What this exercise asks
1. Answer these questions about the judgment excerpt that follows:
(a) At what address does Mr Sanderson principally conduct his accounting practice?
(b) What deposit did the agreement say the defendant would pay?
(c) On what date was the affidavit of Mr C Moloney sworn?
2. Retype the judgment excerpt from "9          The relief" up to and including "order is sought.".
3. Extend the judgment excerpt about the sale of ATP's client base, starting after its final sentence.

-- START Extract to read --

1          Australian Taxation Preparers (E Bentleigh) Pty Ltd ("ATP") conducted an accounting practice in Epping.

2          The defendant is a company through which Mr R Sanderson, accountant, conducts an accounting practice, principally at 60 Robinson Street, Dandenong.

3          ATP entered into an agreement with the defendant by which it agreed to sell part of its Epping client base and business to the defendant. The agreement is in writing. It was prepared by the principal of ATP and Mr Sanderson. It is not dated.

4          The agreement provides, among other things, that the defendant would pay a deposit of $75,000 and 65 per cent of average fees over a two-year period, less $120,000 which was to be treated "as base income pre-purchase". I am not entirely sure what that means; however, it is irrelevant to the issues which fall for consideration in this application.

5          The agreement was drafted by the principal of ATP and Mr Sanderson. It is far from well drafted.

6          ATP went into liquidation. G S Andrews & Associates, accountants, were appointed the liquidators of ATP. Mr Andrews, accountant was appointed as the liquidator. Mr Juzva, accountant, was appointed by Mr Andrews to assist him in the liquidation.

7 Mr Andrews was concerned to determine the liability of the defendant to ATP under the agreement. That concern is the background to the application made by the plaintiff for preliminary discovery pursuant to Order 32 of the County Court Civil Procedure Rules 2008.

The Proceeding

8 The proceeding was commenced by Originating Motion filed on 7 May 2008, and a Summons on Originating Motion filed the same day. The relief sought is pursuant to Order 32. However, the relief expressed, in what is described as a Statement of Claim endorsed on the Originating Motion, is for the defendant to "discover all necessary documents to allow the calculation of the sums outstanding by the defendant to the plaintiff”.

9          The relief expressed in the Summons is for the defendant to "file and serve an

Affidavit of Documents listing all documents relevant to the contract in the

calculation of the purchase price relevant to the agreement”.

10        The relief sought is very broad. It does not, in my opinion, meet the requirements of Order 32.08(4) which provides that the Originating Motion and Summons must be supported by an affidavit stating the facts on which the application is made, and specifying or describing the document or any class of documents in respect of which the order is sought.

11        The affidavit relied upon by the plaintiff was sworn by Mr C Moloney, solicitor, who is the principal in the firm of Davies Moloney. The affidavit was sworn on 6 May 2008.[1] The affidavit barely condescends to any particularity as required and merely, and baldly, states that Mr Andrews required information in order to calculate figures referred to in the agreement which comprise the consideration for the sale of ATP's business.

[1]             Exhibit A

12        Mr Maloney exhibited a letter dated 17 January 2008, which he wrote to the defendant, and omitting formal parts, the relevant portions of it are as follows:

"You are to make available a full client list from your database to allow for

the calculations to be made.

Further, you are to make part payments on 30 June 2007, 31 December
2007, 30 June 2008 and 31 December 2008.

-- END Extract to read --
-- START Given data --

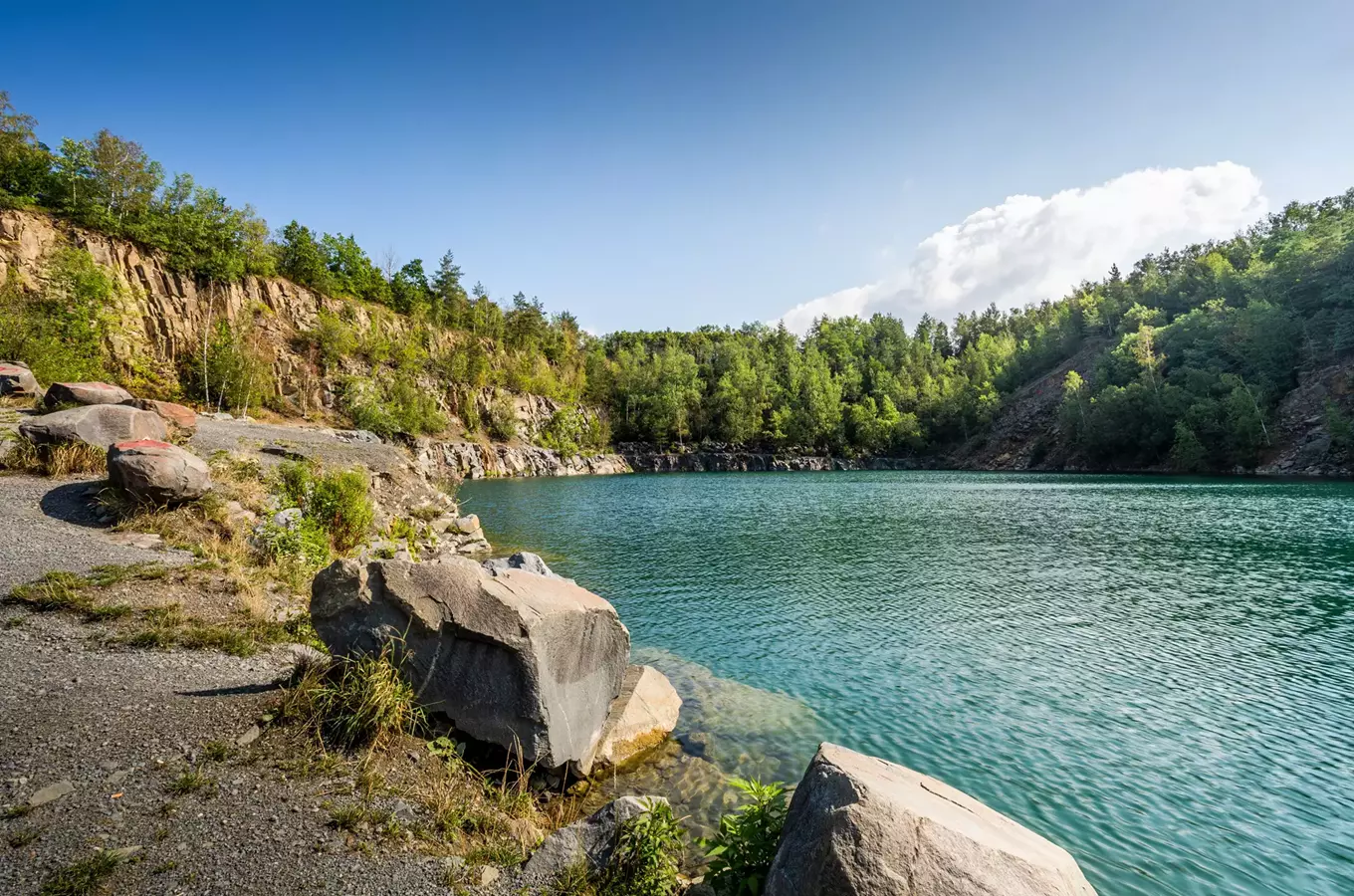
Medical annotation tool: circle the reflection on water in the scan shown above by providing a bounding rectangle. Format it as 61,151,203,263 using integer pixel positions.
463,472,1354,896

-- END Given data --

The answers
1.
(a) 60 Robinson Street, Dandenong
(b) $75,000
(c) 6 May 2008

2.
9          The relief expressed in the Summons is for the defendant to "file and serve an

Affidavit of Documents listing all documents relevant to the contract in the

calculation of the purchase price relevant to the agreement”.

10        The relief sought is very broad. It does not, in my opinion, meet the requirements of Order 32.08(4) which provides that the Originating Motion and Summons must be supported by an affidavit stating the facts on which the application is made, and specifying or describing the document or any class of documents in respect of which the order is sought.

3.
We note that pursuant to clause 7 of the agreement, you have not made the payments due and payable on 30 June 2007 and 31 December Further, you have not provided to the Liquidator the relevant information so as to allow the calculations to be made under clause 7." [2]

[2]             Exhibit "CMF 3". In addition to the foregoing, Mr Harrison tendered other relevant correspondence, namely a letter from Mr Andrews to the defendant dated 11 August 2009 - Exhibit 2; a letter from Mr Andrews to the defendant dated 19 August 2009: Exhibit 3; a letter from Davies Maloney to the defendant dated 4 September 2009: Exhibit 4; a letter from Mr Andrews to the defendant dated 21 January 2010: Exhibit 5; a letter from Davies Maloney to South East Lawyers (retained by the defendant in this application) dated 4 November 2010: Exhibit 6; a letter from Davies Maloney to South East lawyers dated 9 November 2010: Exhibit 7, and a letter from the defendant to Mr Andrews dated 6 July 2009: Exhibit 8. All of the correspondence deals with requests by the plaintiff of the defendant for documents for the purpose of the plaintiff determining the sums which the defendant is liable to pay the plaintiff pursuant to the agreement.

13        Mr Harrison was content to treat the letter dated 17 January 2008 and later correspondence as being sufficient to satisfy Order 32.08, although he was highly critical of Mr Andrews and Davies Moloney because of the nature of the documents sought changed markedly from the first letter to the last.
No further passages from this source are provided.